**What you will do**.
What follows is a listing. Return every line of it exactly.

**Supplied data**.
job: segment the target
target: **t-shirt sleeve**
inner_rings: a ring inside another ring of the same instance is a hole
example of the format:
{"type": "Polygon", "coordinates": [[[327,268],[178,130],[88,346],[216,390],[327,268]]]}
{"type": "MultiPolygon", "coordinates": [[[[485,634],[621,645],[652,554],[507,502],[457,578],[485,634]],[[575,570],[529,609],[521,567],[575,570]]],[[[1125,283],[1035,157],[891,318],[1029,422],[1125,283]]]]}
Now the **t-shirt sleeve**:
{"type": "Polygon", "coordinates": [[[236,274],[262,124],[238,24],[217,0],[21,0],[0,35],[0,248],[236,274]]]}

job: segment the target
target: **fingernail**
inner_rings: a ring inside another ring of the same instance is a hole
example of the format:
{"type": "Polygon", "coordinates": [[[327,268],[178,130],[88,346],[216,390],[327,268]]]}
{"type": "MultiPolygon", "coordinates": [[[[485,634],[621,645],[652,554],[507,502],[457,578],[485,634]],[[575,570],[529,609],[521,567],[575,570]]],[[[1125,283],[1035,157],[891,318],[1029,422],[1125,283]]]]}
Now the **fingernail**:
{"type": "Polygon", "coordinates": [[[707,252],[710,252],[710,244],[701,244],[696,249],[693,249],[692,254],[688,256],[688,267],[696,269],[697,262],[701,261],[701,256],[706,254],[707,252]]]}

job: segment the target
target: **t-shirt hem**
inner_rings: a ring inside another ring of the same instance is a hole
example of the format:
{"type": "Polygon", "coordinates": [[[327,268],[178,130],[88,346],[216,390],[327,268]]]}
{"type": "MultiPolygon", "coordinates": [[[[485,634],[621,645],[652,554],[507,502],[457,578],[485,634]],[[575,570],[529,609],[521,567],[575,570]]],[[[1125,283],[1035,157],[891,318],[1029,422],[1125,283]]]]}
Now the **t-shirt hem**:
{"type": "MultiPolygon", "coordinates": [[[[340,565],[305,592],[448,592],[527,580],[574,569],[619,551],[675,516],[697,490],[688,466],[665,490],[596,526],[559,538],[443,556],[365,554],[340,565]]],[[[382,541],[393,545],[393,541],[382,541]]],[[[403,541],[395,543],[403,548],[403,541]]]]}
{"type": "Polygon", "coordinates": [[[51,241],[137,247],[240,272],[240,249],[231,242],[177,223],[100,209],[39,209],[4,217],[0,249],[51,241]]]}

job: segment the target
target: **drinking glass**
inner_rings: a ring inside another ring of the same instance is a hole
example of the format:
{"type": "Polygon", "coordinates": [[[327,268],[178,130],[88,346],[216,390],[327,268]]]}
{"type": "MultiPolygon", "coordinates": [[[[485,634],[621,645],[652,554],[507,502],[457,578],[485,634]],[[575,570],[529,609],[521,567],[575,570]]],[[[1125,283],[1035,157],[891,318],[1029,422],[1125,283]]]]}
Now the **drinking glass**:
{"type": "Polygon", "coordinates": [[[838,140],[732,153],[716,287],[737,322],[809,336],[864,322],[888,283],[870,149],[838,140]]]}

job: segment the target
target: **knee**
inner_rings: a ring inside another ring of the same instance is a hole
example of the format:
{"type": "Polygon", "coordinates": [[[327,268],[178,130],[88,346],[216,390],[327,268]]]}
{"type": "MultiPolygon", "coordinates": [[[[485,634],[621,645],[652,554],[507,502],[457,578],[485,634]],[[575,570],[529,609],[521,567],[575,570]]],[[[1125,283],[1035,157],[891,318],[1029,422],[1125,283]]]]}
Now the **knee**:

**The solution**.
job: segment the target
target: **t-shirt sleeve**
inner_rings: a ring inside another ring of the same instance is a hole
example of the format:
{"type": "Polygon", "coordinates": [[[327,268],[178,130],[88,346],[216,390],[327,268]]]}
{"type": "MultiPolygon", "coordinates": [[[[485,634],[621,645],[652,554],[507,502],[457,578],[485,634]],[[575,570],[529,609],[521,567],[575,570]]],[[[1125,283],[1035,157],[891,318],[1029,422],[1125,283]]]]}
Now the **t-shirt sleeve**:
{"type": "Polygon", "coordinates": [[[236,274],[262,124],[238,24],[217,0],[21,0],[0,35],[0,248],[236,274]]]}

job: segment the target
target: **fingernail**
inner_rings: a ring inside another ring of the same instance is a hole
example of the format:
{"type": "Polygon", "coordinates": [[[327,268],[178,130],[88,346],[216,390],[327,268]]]}
{"type": "MultiPolygon", "coordinates": [[[[485,634],[621,645],[652,554],[507,502],[457,578],[485,634]],[[575,570],[529,609],[521,567],[575,570]]],[[[1125,283],[1035,157],[891,318],[1029,422],[1125,283]]]]}
Now the **fingernail**:
{"type": "Polygon", "coordinates": [[[707,252],[710,252],[710,244],[701,244],[696,249],[693,249],[692,254],[688,256],[688,267],[696,269],[697,262],[701,261],[701,256],[706,254],[707,252]]]}

job: segment the target
target: **t-shirt hem**
inner_rings: a ring inside another ring of the same instance is a hole
example of the format:
{"type": "Polygon", "coordinates": [[[327,268],[178,130],[88,346],[216,390],[327,268]]]}
{"type": "MultiPolygon", "coordinates": [[[[485,634],[621,645],[652,554],[507,502],[457,578],[485,634]],[[575,570],[529,609],[521,567],[575,570]]],[[[1125,283],[1035,157],[891,318],[1029,422],[1125,283]]]]}
Now the **t-shirt hem**:
{"type": "MultiPolygon", "coordinates": [[[[340,565],[305,592],[448,592],[527,580],[574,569],[619,551],[675,516],[697,490],[688,466],[665,490],[596,526],[559,538],[443,556],[365,554],[340,565]]],[[[382,541],[393,545],[393,541],[382,541]]],[[[403,541],[395,543],[403,548],[403,541]]]]}
{"type": "Polygon", "coordinates": [[[51,241],[137,247],[240,272],[240,249],[231,242],[177,223],[100,209],[39,209],[4,217],[0,249],[51,241]]]}

job: segment the target
target: **drinking glass**
inner_rings: a ring inside another ring of the same instance is a hole
example of the format:
{"type": "Polygon", "coordinates": [[[327,268],[178,130],[88,346],[216,390],[327,268]]]}
{"type": "MultiPolygon", "coordinates": [[[[485,634],[621,645],[652,554],[507,502],[457,578],[485,634]],[[575,570],[529,609],[521,567],[575,570]]],[[[1125,283],[1035,157],[891,318],[1029,422],[1125,283]]]]}
Now the **drinking glass**:
{"type": "Polygon", "coordinates": [[[838,140],[732,153],[716,287],[737,322],[809,336],[864,322],[888,283],[870,149],[838,140]]]}

job: segment the target
target: **knee**
inner_rings: a ring inside another ring of the same instance is a hole
example of the format:
{"type": "Polygon", "coordinates": [[[327,268],[178,130],[88,346],[216,390],[327,268]]]}
{"type": "MultiPolygon", "coordinates": [[[[485,634],[621,645],[652,554],[507,502],[457,578],[485,634]],[[575,570],[529,609],[521,567],[575,570]]],[[[1125,283],[1035,157],[891,318],[1029,422],[1125,283]]]]}
Now the **knee**:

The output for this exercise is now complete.